Reading text
[Start of section]

And, quite frankly, even in victory Penn State has not been a model of consistency thus far. Even during the course of a game, the Nittany Lions can morph from world-beaters into bottom-feeders, impressive scoring drives immediately followed by botched reads/mental lapses (mainly on offense).
They will attempt to cobble together a complete 60-minute effort against a Terps’ squad that showed some signs of life two weeks ago.
Penn State’s offense hasn’t varied much from its traditional pro-style, complete with quarterback under center; two backs; and three receivers. The Nittany Lions will sub out their slot receiver in favor of a tight end/H-back, but they don’t typically employ many exotic looks.
Second-year offensive coordinator John Donovan is in charge of a unit that averages 23 points (103rd in the FBS) and 340 yards (111th in the FBS) per game, although Franklin has taken a more active play-calling role ever since PSU’s anemic effort against Temple. The result has been a fairly balanced attack (OSU game notwithstanding) predicated on running the football in order to set up the pass. The Nittany Lions have been more aggressive down the field compared to their recent past, but they’d ideally like to establish the run, wearing opponents down, before going up top.
Through seven games, PSU is averaging 177.4 passing yards (106th in the FBS) and 162.3 rushing yards (76th in the FBS) per outing. The Nittany Lions have only turned the ball over five times and have been penalized for a respectable 42 yards per game. That said, they’ve converted just 28 percent of third downs (125th in the FBS), have a 29:36 time of possession (78th in the FBS) and have surrendered 24 sacks (121st in the FBS). Moreover, Penn State has only turned 12 of their 25 redzone attempts into touchdowns.
It’s safe to say Christian Hackenberg (Jr., 6-4, 228) has improved considerably after a trying 2014 campaign. The strong-armed junior had a couple shaky performances early during the season when he rushed throws and wasn’t particularly accurate, but since then he’s been fine. Granted, Hackenberg is good for one or two mishaps every game, while the wayward throws do crop up every now and again (see: 53 percent completion rate), but overall he’s made strides during his third year in State College, Pa.

[End of section]

Work to complete
Write the next part of the Penn State football preview, starting right after its last sentence.

Given data
[Start of section]

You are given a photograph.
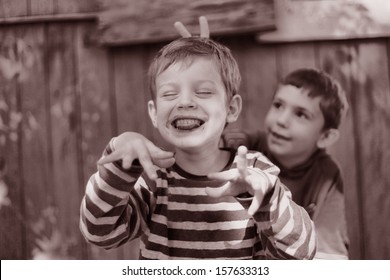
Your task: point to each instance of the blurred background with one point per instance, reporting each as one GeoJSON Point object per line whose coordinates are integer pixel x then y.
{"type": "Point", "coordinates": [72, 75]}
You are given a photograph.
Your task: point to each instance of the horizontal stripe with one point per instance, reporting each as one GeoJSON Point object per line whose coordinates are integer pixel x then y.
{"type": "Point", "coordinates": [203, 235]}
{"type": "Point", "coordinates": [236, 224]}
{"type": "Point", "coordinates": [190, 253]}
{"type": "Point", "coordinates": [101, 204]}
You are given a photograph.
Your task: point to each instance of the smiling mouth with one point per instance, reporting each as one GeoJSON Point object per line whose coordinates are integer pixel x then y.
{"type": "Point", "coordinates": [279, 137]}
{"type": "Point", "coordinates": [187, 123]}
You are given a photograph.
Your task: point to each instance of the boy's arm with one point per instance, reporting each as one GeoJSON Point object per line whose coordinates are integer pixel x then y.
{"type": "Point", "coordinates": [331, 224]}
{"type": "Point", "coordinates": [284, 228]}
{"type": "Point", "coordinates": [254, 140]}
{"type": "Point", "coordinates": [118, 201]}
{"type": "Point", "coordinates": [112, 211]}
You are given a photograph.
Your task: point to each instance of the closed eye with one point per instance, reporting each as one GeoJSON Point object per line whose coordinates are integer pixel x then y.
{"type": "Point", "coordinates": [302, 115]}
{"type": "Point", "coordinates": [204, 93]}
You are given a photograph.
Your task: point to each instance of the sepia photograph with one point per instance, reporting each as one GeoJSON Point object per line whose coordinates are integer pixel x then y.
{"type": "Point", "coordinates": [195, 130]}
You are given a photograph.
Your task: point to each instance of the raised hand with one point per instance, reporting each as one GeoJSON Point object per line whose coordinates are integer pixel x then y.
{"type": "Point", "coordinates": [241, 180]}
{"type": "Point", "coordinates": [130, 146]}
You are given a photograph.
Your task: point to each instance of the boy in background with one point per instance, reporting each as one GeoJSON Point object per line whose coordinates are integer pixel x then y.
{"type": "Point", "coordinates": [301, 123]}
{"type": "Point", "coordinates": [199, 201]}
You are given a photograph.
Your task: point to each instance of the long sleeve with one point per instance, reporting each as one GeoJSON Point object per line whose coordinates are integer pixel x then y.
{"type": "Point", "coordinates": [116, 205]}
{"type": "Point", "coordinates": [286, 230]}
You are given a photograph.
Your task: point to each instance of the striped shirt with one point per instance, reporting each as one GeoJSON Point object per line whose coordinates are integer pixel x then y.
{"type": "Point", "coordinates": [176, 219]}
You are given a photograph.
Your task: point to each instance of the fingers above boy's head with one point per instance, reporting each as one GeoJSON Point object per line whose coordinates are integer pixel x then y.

[End of section]
[Start of section]

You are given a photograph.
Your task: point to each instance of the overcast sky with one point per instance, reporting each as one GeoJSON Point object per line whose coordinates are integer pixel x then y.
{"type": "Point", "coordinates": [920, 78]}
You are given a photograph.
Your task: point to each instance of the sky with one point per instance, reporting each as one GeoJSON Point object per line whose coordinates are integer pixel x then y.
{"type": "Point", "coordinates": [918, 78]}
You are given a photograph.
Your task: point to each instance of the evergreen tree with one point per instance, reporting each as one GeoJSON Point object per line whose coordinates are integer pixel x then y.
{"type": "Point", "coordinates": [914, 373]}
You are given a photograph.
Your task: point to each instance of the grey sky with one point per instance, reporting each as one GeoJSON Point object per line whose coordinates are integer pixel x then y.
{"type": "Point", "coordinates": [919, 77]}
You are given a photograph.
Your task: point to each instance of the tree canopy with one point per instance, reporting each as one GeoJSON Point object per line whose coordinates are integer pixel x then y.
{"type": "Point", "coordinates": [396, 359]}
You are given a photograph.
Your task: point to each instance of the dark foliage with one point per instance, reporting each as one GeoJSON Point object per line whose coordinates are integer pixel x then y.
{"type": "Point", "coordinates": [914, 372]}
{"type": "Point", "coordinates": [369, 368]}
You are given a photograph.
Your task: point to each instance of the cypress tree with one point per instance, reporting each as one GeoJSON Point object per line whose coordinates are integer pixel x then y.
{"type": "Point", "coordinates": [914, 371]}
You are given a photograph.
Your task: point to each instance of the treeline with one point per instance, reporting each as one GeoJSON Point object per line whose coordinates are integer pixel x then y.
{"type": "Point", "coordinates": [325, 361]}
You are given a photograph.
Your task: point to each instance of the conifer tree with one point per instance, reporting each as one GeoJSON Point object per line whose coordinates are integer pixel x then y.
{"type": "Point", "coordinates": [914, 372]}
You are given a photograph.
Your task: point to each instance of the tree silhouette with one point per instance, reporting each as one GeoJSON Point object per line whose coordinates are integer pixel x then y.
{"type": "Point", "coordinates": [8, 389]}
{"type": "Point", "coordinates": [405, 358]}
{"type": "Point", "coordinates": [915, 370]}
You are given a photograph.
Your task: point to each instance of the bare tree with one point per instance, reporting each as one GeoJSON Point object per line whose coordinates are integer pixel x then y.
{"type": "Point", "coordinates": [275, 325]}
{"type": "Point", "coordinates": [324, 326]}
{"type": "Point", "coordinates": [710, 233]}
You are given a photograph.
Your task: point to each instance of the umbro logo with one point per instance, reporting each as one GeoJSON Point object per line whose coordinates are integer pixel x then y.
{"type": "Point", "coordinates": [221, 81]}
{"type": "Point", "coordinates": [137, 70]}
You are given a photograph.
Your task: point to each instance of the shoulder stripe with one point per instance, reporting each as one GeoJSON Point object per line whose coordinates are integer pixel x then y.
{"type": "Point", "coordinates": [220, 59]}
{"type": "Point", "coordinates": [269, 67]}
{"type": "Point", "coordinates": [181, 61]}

[End of section]

Output of the exercise
The game seems to be slowing down for Hackenberg, as he doesn’t rush throws as much, while he’s displaying more confidence down the field. When Hackenberg’s on cue, he can hit receivers in stride, readily complete the deep ball and find targets through tight windows. He’s not the most mobile gunslinger out there (part of the reason he’s been sacked 24 times), and active defenses can rattle him, but Hackenberg has the ability to pick apart leaky units that leave areas exposed.
For the season, Hackenberg has completed 94-of-177 attempts for 1,206 yards and eight touchdowns against two interceptions. He’s coming off a 7-for-13, 120-yard, one-score game against Ohio State.
Backup quarterback Trace McSorley (Fr., 6-0, 196) is more dynamic and has more zone-read capabilities than Hackenberg, but he only sees the field during garbage time. McSorley has completed his one pass attempt all year, good for four yards.
Part of Penn State’s early offensive issues stemmed from having its top two running backs, Saquon Barkley (Fr., 5-11, 222) and Akeel Lynch (Jr., 5-11, 220), sustain injuries against San Diego State, the latter a significant leg injury that could knock him out the rest of 2015.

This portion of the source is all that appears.